INDICACIONES DE TAREA.
Devuelve completo y sin ningún cambio el texto sobre la discrepancia entre Baroja y Valle-Inclán.

TEXTO MOSTRADO.
= = = =
Desde el punto de vista de su ideología política, es bastante creíble la teoría expuesta por Julio Caro Baroja, quien en un texto sobre Valle-Inclán, publicado en 1966 en la Revista de Occidente y luego incluido en su libro Semblanzas ideales (1972), argumentaba que la primera discrepancia entre ambos radicaba en el hecho de que, mientras Valle-Inclán era un carlista recalcitrante, Baroja —que era un gran conocedor del carlismo (su padre había sido voluntario en la Segunda Guerra Carlista) y había heredado la visión familiar de aquel episodio— era un liberal convencido, por lo que difícilmente iban a entenderse en esto; más bien todo lo contrario. Sí el pontevedrés veía la guerra carlista como una contienda «llena de lances caballerescos, en escenarios medievales» y protagonizada por «donjuanes religiosos y satánicos, damas exquisitas, aldeanos fabulosos», el guipuzcoano veía «patrullas mandadas por clérigos de aldea, jaboneros y cereros de callejuela, y construidas por caseros sombríos, detenciones de diligencias, emplumamientos de mujeres, palos a mansalva, marchas y contramarchas poco explicadas y explicables, canciones de taberna y, en frente, soldaditos “guiris”, dirigidos por generales que despotricaban del “país, el paisaje y el paisanaje”» (Caro Baroja, 2014: 193). Por eso, no extraña nada que, como cuenta Caro Baroja, su abuelo y padre de Pío, Serafín Baroja, que era un hombre afable y risueño, llegara incluso a irritarse con Valle-Inclán y con Ciro Bayo, ambos escritores carlistas y amigos de la familia, cuando éstos le contaban una versión del conflicto distinta a la que él mismo había vivido (Caro Baroja, 2014: 194). Y tampoco sorprende que a Baroja le disgustase la trilogía valleinclanesca sobre la guerra carlista (1908-1909), como él mismo se encargó de dejar claro en sus memorias, por si había alguna duda:

¿Cómo me van a divertir a mí las tres novelas de la guerra carlistas que escribió Valle-Inclán, que pasan en el País Vasco sin haber estado el autor en él? Cuando veo que entre los guerrilleros de Santa Cruz —todos o casi todos guipuzcoanos— el escritor habla de viñadores —en Guipúzcoa no hay una viña—, de gente que corre al borde las acequias —no hay una acequia—, de viejas montadas en burros —no se ve una—, con los refajos sobre la cabeza —no he visto ninguna—, de curas con galgos —no hay un galgo—, etcétera. […] Valle-Inclán era en esto especialista, en historias fantásticas que acomodaba al tiempo (Baroja, 1997, I: 187).
= = = =
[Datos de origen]
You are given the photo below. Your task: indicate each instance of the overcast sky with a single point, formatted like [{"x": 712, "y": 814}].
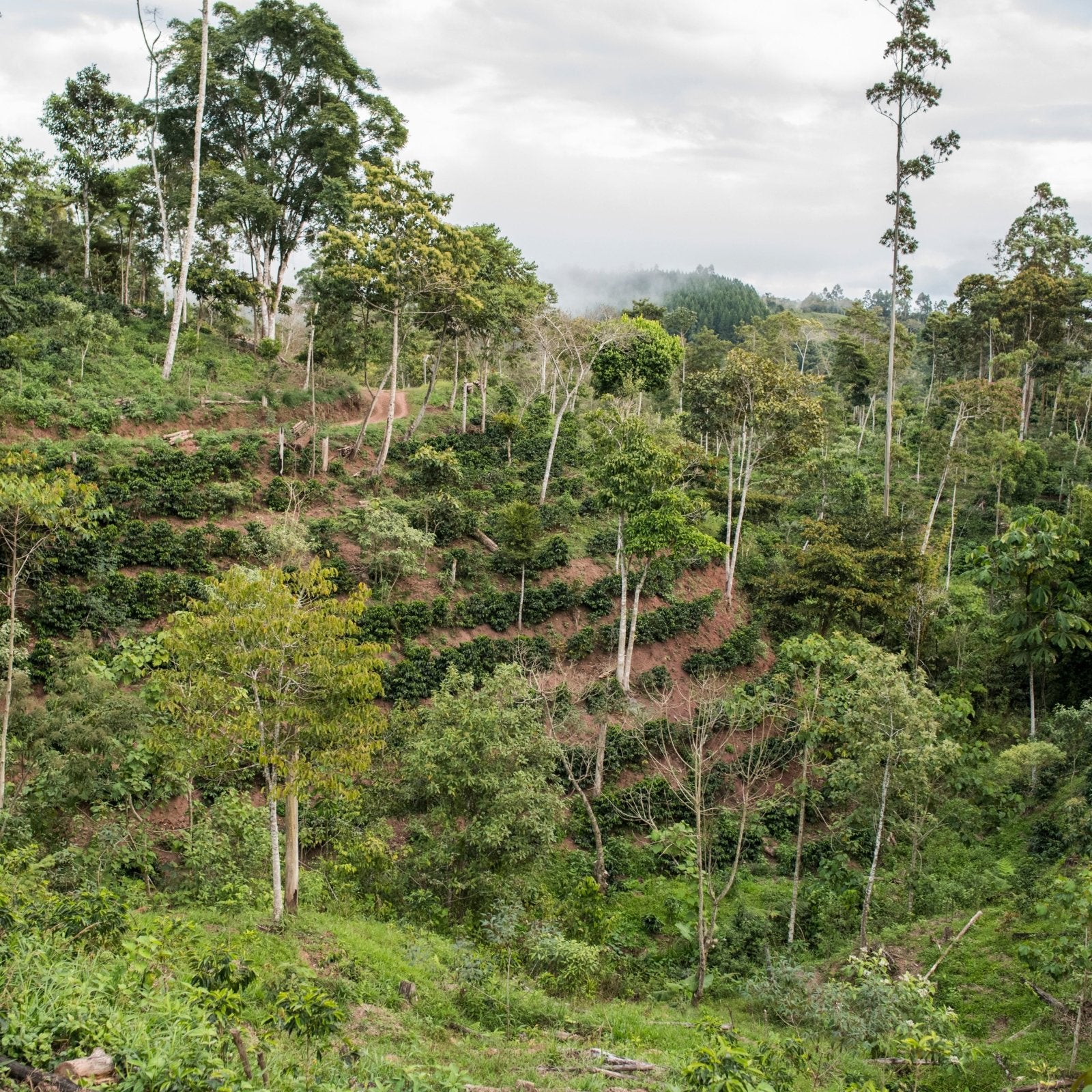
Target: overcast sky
[{"x": 612, "y": 134}]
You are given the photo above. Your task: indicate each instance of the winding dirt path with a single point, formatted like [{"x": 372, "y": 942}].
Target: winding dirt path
[{"x": 379, "y": 410}]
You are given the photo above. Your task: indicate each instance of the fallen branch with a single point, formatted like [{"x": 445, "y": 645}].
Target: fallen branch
[
  {"x": 1064, "y": 1010},
  {"x": 959, "y": 937},
  {"x": 485, "y": 541},
  {"x": 36, "y": 1078},
  {"x": 617, "y": 1064},
  {"x": 1040, "y": 1086},
  {"x": 98, "y": 1064}
]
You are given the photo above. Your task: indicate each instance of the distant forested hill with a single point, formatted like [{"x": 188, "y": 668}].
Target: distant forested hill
[{"x": 721, "y": 303}]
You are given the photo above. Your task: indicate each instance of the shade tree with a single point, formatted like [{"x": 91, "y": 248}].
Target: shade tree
[
  {"x": 93, "y": 127},
  {"x": 36, "y": 507},
  {"x": 267, "y": 675},
  {"x": 289, "y": 114}
]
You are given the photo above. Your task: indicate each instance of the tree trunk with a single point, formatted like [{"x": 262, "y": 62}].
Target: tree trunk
[
  {"x": 455, "y": 382},
  {"x": 176, "y": 318},
  {"x": 429, "y": 393},
  {"x": 951, "y": 541},
  {"x": 633, "y": 628},
  {"x": 728, "y": 528},
  {"x": 9, "y": 680},
  {"x": 800, "y": 844},
  {"x": 876, "y": 854},
  {"x": 390, "y": 409},
  {"x": 292, "y": 851},
  {"x": 485, "y": 382},
  {"x": 895, "y": 308},
  {"x": 601, "y": 755},
  {"x": 87, "y": 236},
  {"x": 523, "y": 584},
  {"x": 740, "y": 528},
  {"x": 553, "y": 448},
  {"x": 622, "y": 615},
  {"x": 274, "y": 846},
  {"x": 933, "y": 511}
]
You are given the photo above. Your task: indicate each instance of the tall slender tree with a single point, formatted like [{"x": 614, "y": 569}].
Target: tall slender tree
[
  {"x": 92, "y": 126},
  {"x": 35, "y": 507},
  {"x": 401, "y": 257},
  {"x": 908, "y": 93},
  {"x": 289, "y": 117},
  {"x": 191, "y": 222}
]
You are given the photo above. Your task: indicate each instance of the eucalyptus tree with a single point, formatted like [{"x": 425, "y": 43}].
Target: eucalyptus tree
[
  {"x": 1032, "y": 567},
  {"x": 92, "y": 127},
  {"x": 269, "y": 671},
  {"x": 762, "y": 411},
  {"x": 191, "y": 220},
  {"x": 402, "y": 258},
  {"x": 640, "y": 474},
  {"x": 289, "y": 114},
  {"x": 908, "y": 93},
  {"x": 569, "y": 347}
]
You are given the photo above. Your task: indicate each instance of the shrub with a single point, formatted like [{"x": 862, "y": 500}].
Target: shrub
[{"x": 740, "y": 649}]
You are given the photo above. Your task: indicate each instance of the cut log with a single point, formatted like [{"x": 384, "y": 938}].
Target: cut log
[
  {"x": 98, "y": 1064},
  {"x": 485, "y": 541},
  {"x": 1064, "y": 1010},
  {"x": 36, "y": 1078},
  {"x": 1042, "y": 1086},
  {"x": 951, "y": 944},
  {"x": 620, "y": 1065}
]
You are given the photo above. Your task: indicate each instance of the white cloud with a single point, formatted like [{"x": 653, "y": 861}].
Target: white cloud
[{"x": 609, "y": 134}]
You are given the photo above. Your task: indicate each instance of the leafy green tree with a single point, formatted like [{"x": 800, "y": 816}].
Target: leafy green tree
[
  {"x": 400, "y": 255},
  {"x": 1046, "y": 236},
  {"x": 1065, "y": 955},
  {"x": 476, "y": 775},
  {"x": 720, "y": 303},
  {"x": 519, "y": 531},
  {"x": 36, "y": 506},
  {"x": 885, "y": 726},
  {"x": 648, "y": 358},
  {"x": 762, "y": 411},
  {"x": 92, "y": 127},
  {"x": 83, "y": 330},
  {"x": 390, "y": 546},
  {"x": 857, "y": 360},
  {"x": 289, "y": 116},
  {"x": 268, "y": 673},
  {"x": 1032, "y": 567},
  {"x": 639, "y": 475},
  {"x": 904, "y": 96}
]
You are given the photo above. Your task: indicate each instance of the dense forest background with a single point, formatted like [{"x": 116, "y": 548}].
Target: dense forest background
[{"x": 410, "y": 684}]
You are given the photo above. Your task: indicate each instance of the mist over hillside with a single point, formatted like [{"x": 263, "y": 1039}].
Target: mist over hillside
[{"x": 720, "y": 302}]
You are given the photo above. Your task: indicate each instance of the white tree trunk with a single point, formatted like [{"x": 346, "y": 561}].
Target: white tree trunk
[
  {"x": 876, "y": 854},
  {"x": 390, "y": 409},
  {"x": 191, "y": 223},
  {"x": 274, "y": 846}
]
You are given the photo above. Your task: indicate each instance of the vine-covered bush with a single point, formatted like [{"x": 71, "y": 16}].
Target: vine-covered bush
[
  {"x": 500, "y": 609},
  {"x": 420, "y": 673},
  {"x": 662, "y": 624},
  {"x": 741, "y": 648},
  {"x": 167, "y": 482},
  {"x": 553, "y": 554},
  {"x": 63, "y": 609}
]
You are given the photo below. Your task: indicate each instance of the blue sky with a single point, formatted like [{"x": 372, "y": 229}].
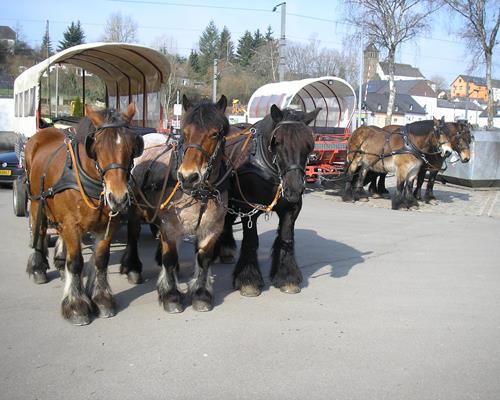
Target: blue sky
[{"x": 437, "y": 52}]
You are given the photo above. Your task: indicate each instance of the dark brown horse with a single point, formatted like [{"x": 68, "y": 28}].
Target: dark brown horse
[
  {"x": 184, "y": 193},
  {"x": 401, "y": 150},
  {"x": 460, "y": 138},
  {"x": 80, "y": 187},
  {"x": 271, "y": 178}
]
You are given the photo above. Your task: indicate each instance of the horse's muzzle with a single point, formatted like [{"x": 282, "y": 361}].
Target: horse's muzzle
[
  {"x": 190, "y": 181},
  {"x": 118, "y": 203}
]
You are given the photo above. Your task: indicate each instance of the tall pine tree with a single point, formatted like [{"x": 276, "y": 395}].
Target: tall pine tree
[
  {"x": 194, "y": 62},
  {"x": 72, "y": 36},
  {"x": 245, "y": 49},
  {"x": 209, "y": 46},
  {"x": 226, "y": 46}
]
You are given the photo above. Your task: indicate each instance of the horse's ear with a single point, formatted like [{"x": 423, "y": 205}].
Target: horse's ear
[
  {"x": 222, "y": 103},
  {"x": 129, "y": 114},
  {"x": 310, "y": 117},
  {"x": 89, "y": 147},
  {"x": 94, "y": 116},
  {"x": 186, "y": 103},
  {"x": 276, "y": 113},
  {"x": 139, "y": 146}
]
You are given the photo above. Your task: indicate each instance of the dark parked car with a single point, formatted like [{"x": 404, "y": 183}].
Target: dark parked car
[
  {"x": 10, "y": 169},
  {"x": 11, "y": 173}
]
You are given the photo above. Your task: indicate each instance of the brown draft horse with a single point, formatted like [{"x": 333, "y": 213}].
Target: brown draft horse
[
  {"x": 197, "y": 209},
  {"x": 459, "y": 134},
  {"x": 401, "y": 151},
  {"x": 56, "y": 165}
]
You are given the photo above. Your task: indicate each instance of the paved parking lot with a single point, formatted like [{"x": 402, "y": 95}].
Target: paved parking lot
[{"x": 395, "y": 305}]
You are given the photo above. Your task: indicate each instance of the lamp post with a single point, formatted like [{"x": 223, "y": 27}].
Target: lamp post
[{"x": 281, "y": 67}]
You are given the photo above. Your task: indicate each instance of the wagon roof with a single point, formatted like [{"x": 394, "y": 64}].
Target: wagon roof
[
  {"x": 334, "y": 95},
  {"x": 124, "y": 67}
]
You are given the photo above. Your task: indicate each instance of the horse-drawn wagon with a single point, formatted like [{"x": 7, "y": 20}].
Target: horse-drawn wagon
[
  {"x": 332, "y": 126},
  {"x": 125, "y": 73}
]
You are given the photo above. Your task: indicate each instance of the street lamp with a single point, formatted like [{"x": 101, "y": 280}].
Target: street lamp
[{"x": 281, "y": 67}]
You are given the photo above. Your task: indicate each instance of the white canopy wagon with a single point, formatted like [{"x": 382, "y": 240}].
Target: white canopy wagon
[
  {"x": 128, "y": 72},
  {"x": 337, "y": 100}
]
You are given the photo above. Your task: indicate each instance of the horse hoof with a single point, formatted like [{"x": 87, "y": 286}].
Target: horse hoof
[
  {"x": 106, "y": 312},
  {"x": 134, "y": 277},
  {"x": 227, "y": 259},
  {"x": 202, "y": 306},
  {"x": 173, "y": 308},
  {"x": 40, "y": 277},
  {"x": 80, "y": 320},
  {"x": 290, "y": 289},
  {"x": 250, "y": 291}
]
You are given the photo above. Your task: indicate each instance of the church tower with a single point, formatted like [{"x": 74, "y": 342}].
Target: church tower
[{"x": 370, "y": 61}]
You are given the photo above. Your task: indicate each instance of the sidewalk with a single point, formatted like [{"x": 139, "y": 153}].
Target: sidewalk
[{"x": 453, "y": 199}]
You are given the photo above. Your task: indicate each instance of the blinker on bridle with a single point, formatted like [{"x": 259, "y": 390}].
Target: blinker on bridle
[
  {"x": 289, "y": 168},
  {"x": 91, "y": 137}
]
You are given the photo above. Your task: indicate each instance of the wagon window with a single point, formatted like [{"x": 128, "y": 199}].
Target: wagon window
[
  {"x": 26, "y": 108},
  {"x": 32, "y": 102},
  {"x": 137, "y": 99},
  {"x": 16, "y": 105},
  {"x": 153, "y": 117}
]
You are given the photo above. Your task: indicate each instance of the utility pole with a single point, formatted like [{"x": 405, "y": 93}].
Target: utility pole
[
  {"x": 360, "y": 82},
  {"x": 214, "y": 87},
  {"x": 281, "y": 67},
  {"x": 467, "y": 101},
  {"x": 48, "y": 69}
]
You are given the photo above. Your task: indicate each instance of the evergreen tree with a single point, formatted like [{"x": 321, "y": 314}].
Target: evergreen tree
[
  {"x": 245, "y": 49},
  {"x": 194, "y": 61},
  {"x": 209, "y": 46},
  {"x": 72, "y": 36},
  {"x": 269, "y": 34},
  {"x": 226, "y": 47}
]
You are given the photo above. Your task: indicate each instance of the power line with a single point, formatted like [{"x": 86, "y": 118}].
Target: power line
[{"x": 164, "y": 3}]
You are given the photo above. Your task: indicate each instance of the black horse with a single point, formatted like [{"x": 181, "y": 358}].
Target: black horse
[{"x": 272, "y": 177}]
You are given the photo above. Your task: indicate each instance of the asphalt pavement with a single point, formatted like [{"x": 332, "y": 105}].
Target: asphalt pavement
[{"x": 394, "y": 305}]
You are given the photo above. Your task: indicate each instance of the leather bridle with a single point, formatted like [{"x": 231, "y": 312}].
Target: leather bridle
[
  {"x": 111, "y": 166},
  {"x": 271, "y": 148}
]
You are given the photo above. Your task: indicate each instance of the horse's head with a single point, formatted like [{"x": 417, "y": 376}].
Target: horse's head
[
  {"x": 441, "y": 139},
  {"x": 204, "y": 130},
  {"x": 291, "y": 142},
  {"x": 461, "y": 138},
  {"x": 113, "y": 147}
]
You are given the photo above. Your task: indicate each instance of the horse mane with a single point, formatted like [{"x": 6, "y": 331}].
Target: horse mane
[
  {"x": 206, "y": 114},
  {"x": 421, "y": 128}
]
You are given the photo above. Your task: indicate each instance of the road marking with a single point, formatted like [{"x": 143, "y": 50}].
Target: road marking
[{"x": 492, "y": 206}]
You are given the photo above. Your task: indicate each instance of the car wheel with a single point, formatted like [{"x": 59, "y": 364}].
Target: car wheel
[{"x": 19, "y": 198}]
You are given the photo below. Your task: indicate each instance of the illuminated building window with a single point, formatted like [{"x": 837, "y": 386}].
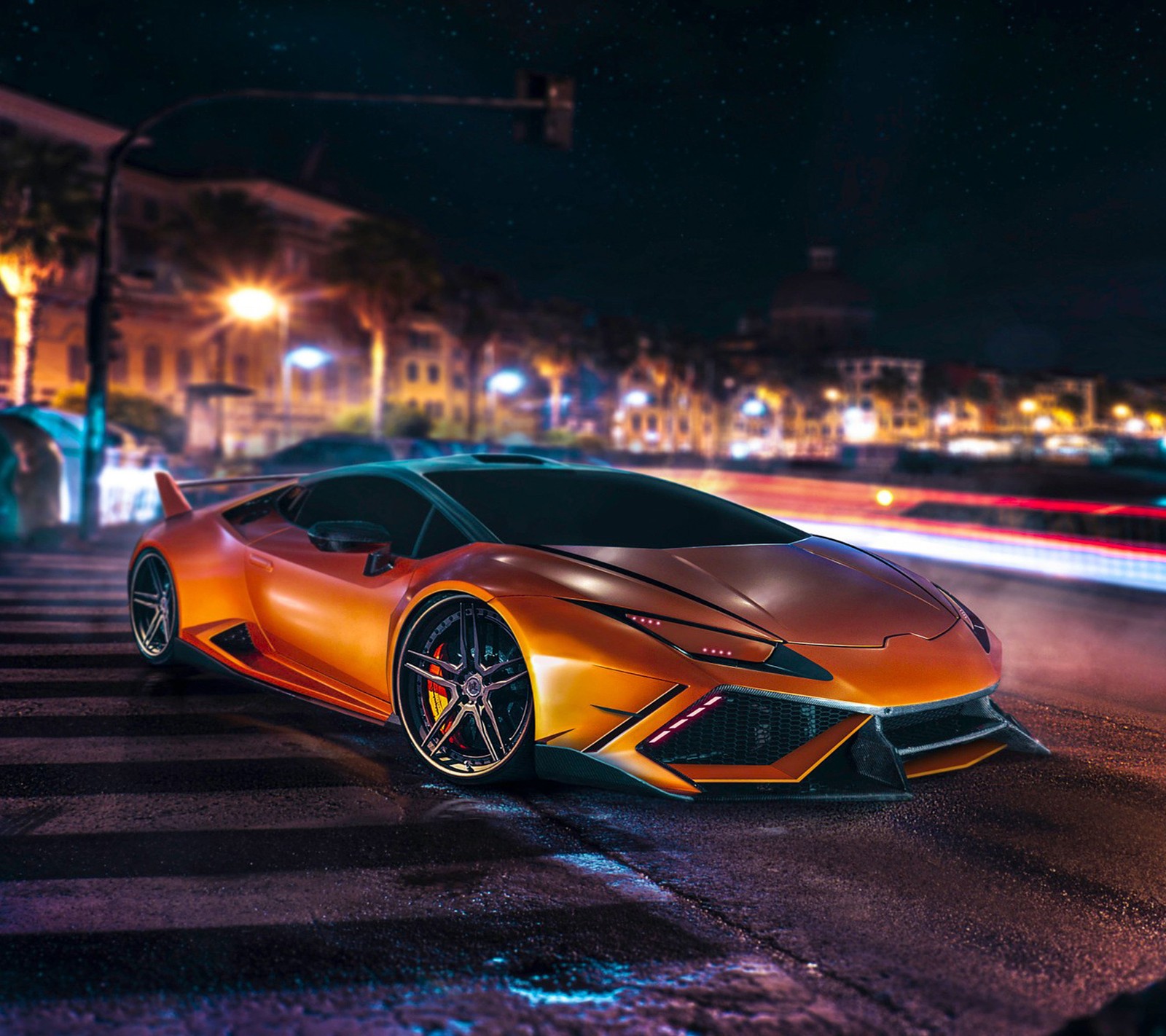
= = = =
RESPUESTA.
Desde el punto de vista de su ideología política, es bastante creíble la teoría expuesta por Julio Caro Baroja, quien en un texto sobre Valle-Inclán, publicado en 1966 en la Revista de Occidente y luego incluido en su libro Semblanzas ideales (1972), argumentaba que la primera discrepancia entre ambos radicaba en el hecho de que, mientras Valle-Inclán era un carlista recalcitrante, Baroja —que era un gran conocedor del carlismo (su padre había sido voluntario en la Segunda Guerra Carlista) y había heredado la visión familiar de aquel episodio— era un liberal convencido, por lo que difícilmente iban a entenderse en esto; más bien todo lo contrario. Sí el pontevedrés veía la guerra carlista como una contienda «llena de lances caballerescos, en escenarios medievales» y protagonizada por «donjuanes religiosos y satánicos, damas exquisitas, aldeanos fabulosos», el guipuzcoano veía «patrullas mandadas por clérigos de aldea, jaboneros y cereros de callejuela, y construidas por caseros sombríos, detenciones de diligencias, emplumamientos de mujeres, palos a mansalva, marchas y contramarchas poco explicadas y explicables, canciones de taberna y, en frente, soldaditos “guiris”, dirigidos por generales que despotricaban del “país, el paisaje y el paisanaje”» (Caro Baroja, 2014: 193). Por eso, no extraña nada que, como cuenta Caro Baroja, su abuelo y padre de Pío, Serafín Baroja, que era un hombre afable y risueño, llegara incluso a irritarse con Valle-Inclán y con Ciro Bayo, ambos escritores carlistas y amigos de la familia, cuando éstos le contaban una versión del conflicto distinta a la que él mismo había vivido (Caro Baroja, 2014: 194). Y tampoco sorprende que a Baroja le disgustase la trilogía valleinclanesca sobre la guerra carlista (1908-1909), como él mismo se encargó de dejar claro en sus memorias, por si había alguna duda:

¿Cómo me van a divertir a mí las tres novelas de la guerra carlistas que escribió Valle-Inclán, que pasan en el País Vasco sin haber estado el autor en él? Cuando veo que entre los guerrilleros de Santa Cruz —todos o casi todos guipuzcoanos— el escritor habla de viñadores —en Guipúzcoa no hay una viña—, de gente que corre al borde las acequias —no hay una acequia—, de viejas montadas en burros —no se ve una—, con los refajos sobre la cabeza —no he visto ninguna—, de curas con galgos —no hay un galgo—, etcétera. […] Valle-Inclán era en esto especialista, en historias fantásticas que acomodaba al tiempo (Baroja, 1997, I: 187).